-- start of TEXT PROVIDED --

After a power outage the vSAN datastore is not available / VMs show as Invalid
search cancel

After a power outage the vSAN datastore is not available / VMs show as Invalid

book

Article ID: 392542

calendar_today

Updated On:

Products

VMware vSAN

Issue/Introduction

After a power outage and power is restored, vSAN datastore is showing inaccessible, and VMs may appear to be in an invalid state.

From the Host UI the vSAN datastore doesn't show it's total expected size, just the size of the total disks associated with the host or the total size of all hosts that can communicate with each other

 

Environment

VMware vSAN (any version) 

Cause

Though overall power may have been restored, it's important to make sure every piece of infrastructure has power and is working correctly after an outage event. Especially network switches. If a switch is still down this can result in a vSAN network partition which would render VMs inaccessible. 

Resolution

To verify a cluster partition caused by networking where vCenter resides on the vSAN datastore follow the below steps.

  1. SSH into a host and run the following command: esxcli vsan cluster get
  2. Run command esxcli vsan health cluster list -w to check vSAN Health
    Health Test Name                                                       Status
    ---------------------------------------------------------------------  ------
    Overall health                                                         red (Network misconfiguration)

-- end of TEXT PROVIDED --
-- start of RECORDS PROVIDED --

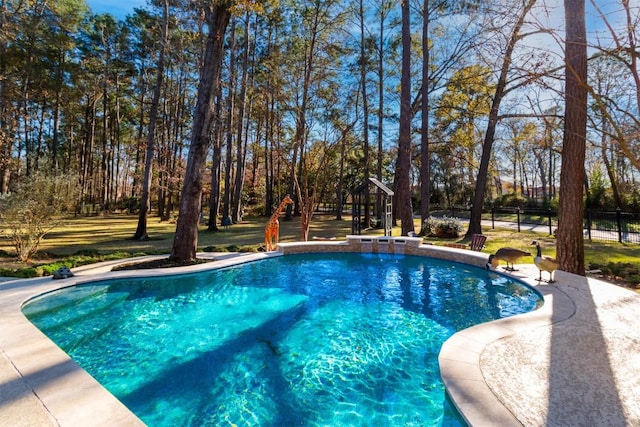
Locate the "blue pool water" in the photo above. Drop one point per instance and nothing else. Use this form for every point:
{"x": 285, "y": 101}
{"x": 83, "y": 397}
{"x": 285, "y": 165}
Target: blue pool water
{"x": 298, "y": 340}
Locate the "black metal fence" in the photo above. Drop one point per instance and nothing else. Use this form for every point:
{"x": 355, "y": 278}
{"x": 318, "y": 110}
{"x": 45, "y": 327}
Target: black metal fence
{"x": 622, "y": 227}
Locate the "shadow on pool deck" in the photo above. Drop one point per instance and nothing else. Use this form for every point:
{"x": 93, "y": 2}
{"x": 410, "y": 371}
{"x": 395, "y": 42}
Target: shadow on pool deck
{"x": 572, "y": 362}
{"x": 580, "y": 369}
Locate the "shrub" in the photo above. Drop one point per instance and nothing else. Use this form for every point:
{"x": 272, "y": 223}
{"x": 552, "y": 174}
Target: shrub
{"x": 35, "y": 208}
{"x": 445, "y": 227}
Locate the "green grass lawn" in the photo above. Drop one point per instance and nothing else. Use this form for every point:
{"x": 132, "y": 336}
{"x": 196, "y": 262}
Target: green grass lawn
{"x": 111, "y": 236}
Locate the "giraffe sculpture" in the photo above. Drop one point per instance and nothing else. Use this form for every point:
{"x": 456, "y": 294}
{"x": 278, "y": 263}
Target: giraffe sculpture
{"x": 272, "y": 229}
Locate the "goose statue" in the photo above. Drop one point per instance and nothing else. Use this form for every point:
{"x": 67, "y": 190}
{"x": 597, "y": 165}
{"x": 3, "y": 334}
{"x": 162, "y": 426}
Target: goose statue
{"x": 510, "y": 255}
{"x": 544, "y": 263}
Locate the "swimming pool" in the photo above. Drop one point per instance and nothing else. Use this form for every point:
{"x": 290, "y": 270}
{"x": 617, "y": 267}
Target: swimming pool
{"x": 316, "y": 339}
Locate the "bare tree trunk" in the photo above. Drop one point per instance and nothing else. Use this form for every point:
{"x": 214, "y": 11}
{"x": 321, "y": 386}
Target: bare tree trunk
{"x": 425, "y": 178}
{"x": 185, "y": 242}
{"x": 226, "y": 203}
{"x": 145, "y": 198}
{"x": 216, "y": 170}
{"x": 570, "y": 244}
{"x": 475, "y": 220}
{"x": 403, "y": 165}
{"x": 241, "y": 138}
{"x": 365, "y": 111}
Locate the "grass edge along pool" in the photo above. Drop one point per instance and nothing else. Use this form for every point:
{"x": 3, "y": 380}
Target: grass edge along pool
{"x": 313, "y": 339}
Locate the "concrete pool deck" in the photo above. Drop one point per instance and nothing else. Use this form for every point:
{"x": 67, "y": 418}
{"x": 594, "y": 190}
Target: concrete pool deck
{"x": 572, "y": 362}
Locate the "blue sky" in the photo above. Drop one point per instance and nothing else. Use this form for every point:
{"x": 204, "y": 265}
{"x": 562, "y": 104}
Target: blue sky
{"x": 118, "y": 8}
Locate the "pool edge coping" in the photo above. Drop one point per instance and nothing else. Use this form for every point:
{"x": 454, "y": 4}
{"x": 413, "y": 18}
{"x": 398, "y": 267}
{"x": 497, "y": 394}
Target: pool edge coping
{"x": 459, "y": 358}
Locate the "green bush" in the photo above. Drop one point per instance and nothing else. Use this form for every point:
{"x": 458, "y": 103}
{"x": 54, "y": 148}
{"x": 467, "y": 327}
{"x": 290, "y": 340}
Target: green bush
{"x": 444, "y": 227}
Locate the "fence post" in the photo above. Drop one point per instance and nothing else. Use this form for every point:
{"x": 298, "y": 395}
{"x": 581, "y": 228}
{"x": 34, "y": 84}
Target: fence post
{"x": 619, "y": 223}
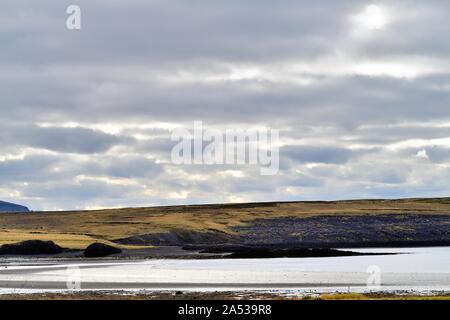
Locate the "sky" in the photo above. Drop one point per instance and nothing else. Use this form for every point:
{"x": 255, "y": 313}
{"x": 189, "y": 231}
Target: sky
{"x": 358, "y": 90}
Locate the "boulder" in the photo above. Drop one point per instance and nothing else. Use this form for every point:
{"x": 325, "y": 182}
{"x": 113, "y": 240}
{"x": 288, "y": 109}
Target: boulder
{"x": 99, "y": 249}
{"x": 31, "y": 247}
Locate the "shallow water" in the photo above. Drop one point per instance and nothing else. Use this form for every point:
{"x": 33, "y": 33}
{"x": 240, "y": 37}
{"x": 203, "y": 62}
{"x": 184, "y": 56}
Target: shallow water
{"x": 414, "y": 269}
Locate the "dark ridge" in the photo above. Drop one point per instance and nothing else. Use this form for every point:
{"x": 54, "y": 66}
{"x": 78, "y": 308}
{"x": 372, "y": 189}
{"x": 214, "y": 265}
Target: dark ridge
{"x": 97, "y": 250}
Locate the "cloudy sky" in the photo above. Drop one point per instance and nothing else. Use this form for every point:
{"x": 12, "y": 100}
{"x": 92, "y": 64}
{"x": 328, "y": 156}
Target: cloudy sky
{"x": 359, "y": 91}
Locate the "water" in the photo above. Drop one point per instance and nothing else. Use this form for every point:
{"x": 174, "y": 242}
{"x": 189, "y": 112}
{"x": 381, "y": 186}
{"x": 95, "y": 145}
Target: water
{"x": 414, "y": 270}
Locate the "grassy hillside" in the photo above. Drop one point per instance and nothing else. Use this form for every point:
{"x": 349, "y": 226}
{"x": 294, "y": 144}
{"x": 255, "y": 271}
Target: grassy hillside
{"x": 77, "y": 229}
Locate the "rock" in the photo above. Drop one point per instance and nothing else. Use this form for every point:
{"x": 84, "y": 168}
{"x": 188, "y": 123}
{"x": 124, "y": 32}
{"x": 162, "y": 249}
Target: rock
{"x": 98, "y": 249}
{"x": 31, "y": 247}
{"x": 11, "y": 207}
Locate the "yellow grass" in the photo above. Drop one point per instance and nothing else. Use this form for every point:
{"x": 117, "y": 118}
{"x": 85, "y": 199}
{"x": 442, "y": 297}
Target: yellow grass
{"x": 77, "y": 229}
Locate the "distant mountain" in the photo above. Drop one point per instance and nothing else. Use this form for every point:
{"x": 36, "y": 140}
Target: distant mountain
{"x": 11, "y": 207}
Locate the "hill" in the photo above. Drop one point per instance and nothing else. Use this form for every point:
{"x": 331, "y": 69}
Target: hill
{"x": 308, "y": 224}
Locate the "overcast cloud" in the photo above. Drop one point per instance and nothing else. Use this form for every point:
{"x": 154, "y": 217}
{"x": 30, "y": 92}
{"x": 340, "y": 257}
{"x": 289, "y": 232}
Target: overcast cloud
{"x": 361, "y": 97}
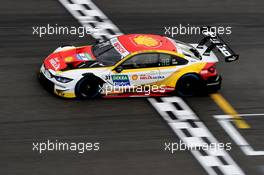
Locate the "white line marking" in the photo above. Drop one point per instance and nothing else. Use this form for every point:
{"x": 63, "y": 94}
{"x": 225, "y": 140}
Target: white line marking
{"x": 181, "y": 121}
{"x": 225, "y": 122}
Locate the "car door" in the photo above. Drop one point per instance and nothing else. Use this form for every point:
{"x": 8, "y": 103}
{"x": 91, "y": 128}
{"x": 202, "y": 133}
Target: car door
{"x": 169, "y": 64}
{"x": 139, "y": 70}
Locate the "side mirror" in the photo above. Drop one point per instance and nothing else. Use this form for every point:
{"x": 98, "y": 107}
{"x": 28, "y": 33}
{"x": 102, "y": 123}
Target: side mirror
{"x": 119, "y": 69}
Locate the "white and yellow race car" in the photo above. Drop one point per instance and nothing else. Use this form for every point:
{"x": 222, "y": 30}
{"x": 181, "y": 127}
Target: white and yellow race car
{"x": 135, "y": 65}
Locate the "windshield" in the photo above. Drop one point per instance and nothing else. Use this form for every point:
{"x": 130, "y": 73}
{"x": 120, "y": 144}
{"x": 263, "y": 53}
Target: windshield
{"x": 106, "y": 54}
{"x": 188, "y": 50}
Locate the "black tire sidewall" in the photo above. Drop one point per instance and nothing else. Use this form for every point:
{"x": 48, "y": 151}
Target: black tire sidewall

-- end of RECORDS PROVIDED --
-- start of RECORDS PROVIDED --

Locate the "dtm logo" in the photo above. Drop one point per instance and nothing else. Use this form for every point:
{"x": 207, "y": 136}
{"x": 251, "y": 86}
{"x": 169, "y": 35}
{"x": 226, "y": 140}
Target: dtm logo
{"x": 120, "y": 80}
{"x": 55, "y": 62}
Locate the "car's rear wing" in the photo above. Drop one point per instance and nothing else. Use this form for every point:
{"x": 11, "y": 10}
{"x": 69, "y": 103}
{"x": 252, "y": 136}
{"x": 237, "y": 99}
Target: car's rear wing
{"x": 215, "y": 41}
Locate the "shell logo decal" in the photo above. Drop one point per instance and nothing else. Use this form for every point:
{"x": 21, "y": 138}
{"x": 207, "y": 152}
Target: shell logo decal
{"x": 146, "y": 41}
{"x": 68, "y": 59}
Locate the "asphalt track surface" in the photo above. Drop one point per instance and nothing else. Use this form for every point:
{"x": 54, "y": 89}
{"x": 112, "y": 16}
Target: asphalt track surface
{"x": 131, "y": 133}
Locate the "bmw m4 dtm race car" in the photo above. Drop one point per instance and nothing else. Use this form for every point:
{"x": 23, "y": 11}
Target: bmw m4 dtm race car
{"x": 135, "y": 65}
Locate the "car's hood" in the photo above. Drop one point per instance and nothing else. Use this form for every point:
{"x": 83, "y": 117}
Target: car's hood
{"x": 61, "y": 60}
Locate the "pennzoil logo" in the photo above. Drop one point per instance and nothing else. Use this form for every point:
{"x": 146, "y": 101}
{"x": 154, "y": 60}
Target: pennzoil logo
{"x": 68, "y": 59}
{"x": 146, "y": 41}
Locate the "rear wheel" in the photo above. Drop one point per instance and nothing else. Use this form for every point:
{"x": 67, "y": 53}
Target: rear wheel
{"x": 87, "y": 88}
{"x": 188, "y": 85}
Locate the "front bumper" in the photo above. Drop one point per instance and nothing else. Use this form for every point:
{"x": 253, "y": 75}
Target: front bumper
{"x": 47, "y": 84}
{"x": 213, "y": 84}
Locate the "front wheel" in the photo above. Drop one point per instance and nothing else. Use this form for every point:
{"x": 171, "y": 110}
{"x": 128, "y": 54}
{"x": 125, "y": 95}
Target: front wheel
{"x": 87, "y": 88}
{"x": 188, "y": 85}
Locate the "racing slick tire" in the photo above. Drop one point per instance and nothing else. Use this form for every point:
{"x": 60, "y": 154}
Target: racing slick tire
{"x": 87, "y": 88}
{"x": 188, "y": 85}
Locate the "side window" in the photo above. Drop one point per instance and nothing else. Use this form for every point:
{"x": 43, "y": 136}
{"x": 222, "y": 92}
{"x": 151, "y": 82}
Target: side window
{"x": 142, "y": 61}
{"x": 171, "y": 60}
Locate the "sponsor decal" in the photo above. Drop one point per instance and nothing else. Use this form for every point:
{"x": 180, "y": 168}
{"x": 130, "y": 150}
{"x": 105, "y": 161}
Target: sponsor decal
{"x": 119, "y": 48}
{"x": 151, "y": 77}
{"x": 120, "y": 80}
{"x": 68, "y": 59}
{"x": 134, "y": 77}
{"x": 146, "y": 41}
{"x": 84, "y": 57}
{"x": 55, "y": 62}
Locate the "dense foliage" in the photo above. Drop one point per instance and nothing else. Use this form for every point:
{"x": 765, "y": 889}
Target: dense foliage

-- end of RECORDS PROVIDED --
-- start of RECORDS PROVIDED --

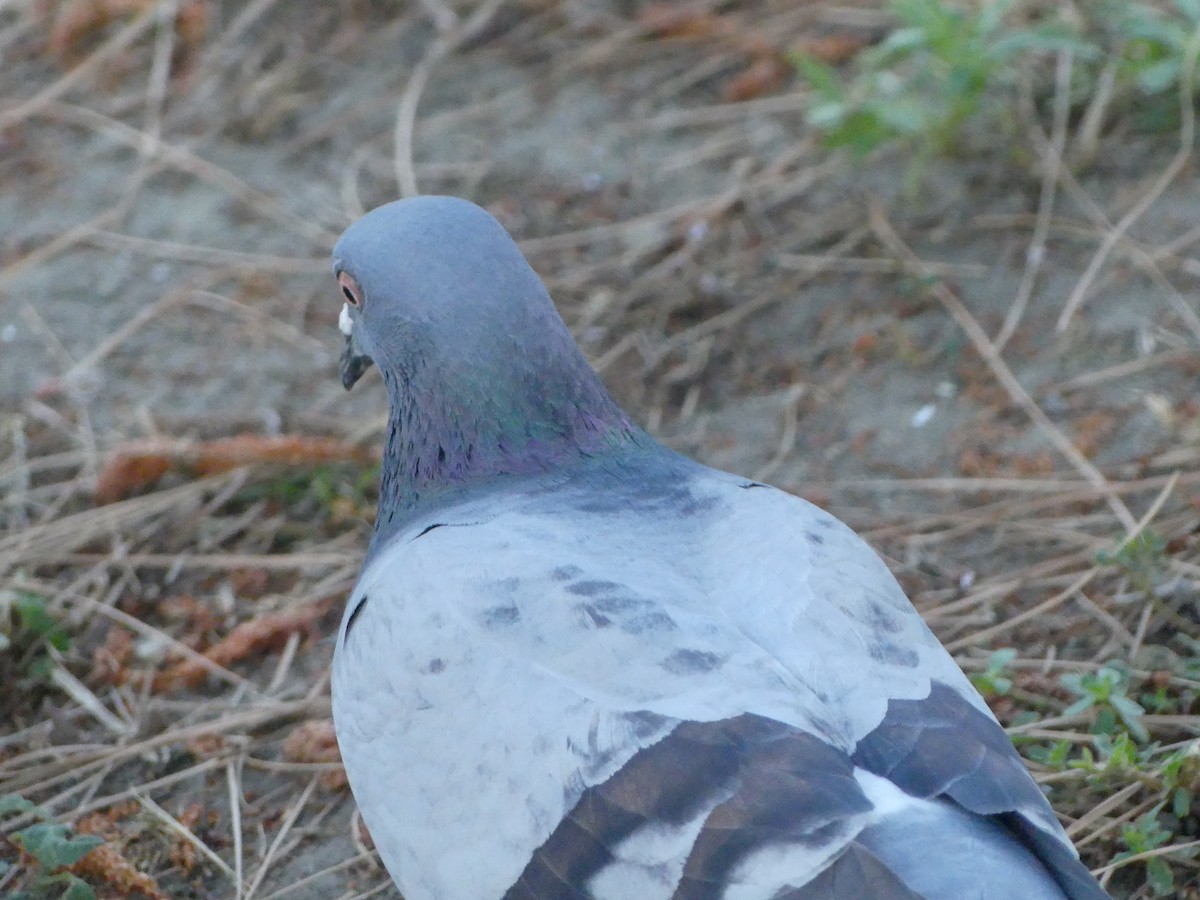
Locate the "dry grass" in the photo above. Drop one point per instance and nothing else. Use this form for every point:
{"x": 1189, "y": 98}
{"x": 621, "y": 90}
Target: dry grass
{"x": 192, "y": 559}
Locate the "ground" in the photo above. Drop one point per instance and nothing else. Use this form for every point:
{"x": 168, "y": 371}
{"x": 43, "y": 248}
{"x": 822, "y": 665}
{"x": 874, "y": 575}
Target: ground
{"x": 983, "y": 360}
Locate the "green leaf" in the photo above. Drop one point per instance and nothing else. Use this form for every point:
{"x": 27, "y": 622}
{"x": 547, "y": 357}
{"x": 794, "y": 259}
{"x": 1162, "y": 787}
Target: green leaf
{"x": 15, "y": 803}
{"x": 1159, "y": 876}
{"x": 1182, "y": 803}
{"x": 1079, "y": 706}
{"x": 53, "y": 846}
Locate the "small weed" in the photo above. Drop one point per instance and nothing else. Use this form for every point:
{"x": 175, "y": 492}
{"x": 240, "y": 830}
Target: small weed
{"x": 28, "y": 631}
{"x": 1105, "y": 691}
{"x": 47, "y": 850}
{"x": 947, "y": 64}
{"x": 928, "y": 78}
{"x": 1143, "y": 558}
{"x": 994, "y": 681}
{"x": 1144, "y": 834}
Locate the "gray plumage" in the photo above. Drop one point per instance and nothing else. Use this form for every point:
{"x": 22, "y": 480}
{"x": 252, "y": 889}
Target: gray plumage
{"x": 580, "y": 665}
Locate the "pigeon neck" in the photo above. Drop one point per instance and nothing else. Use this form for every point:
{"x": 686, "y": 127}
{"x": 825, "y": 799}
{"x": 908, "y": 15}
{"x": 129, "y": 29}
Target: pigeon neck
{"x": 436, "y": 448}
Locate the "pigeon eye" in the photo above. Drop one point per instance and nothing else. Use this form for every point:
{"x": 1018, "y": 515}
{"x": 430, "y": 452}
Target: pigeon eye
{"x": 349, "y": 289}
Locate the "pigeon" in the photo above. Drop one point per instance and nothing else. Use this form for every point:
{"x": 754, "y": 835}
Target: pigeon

-- end of RECORDS PROVIDED --

■ **STATED TASK**
In the vSAN power outage article above, which piece of infrastructure is singled out as especially important to confirm is working after power is restored?

■ **EXERCISE OUTPUT**
Network switches.